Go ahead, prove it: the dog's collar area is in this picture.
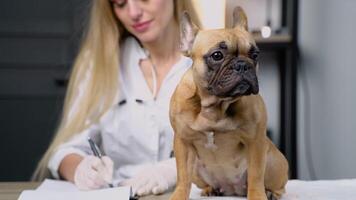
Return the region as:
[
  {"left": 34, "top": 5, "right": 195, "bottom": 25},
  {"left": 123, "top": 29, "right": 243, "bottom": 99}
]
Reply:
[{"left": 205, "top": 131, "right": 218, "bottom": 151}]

### Stated goal
Rewrite the entries above with "collar area" swapped for "neck region" and everything else unchanged. Leave the pictures out.

### Output of the task
Go ahead, prove it: the dog's neck region is in this picture.
Return the region as:
[
  {"left": 34, "top": 5, "right": 195, "bottom": 25},
  {"left": 123, "top": 29, "right": 243, "bottom": 99}
]
Reply:
[{"left": 205, "top": 131, "right": 218, "bottom": 151}]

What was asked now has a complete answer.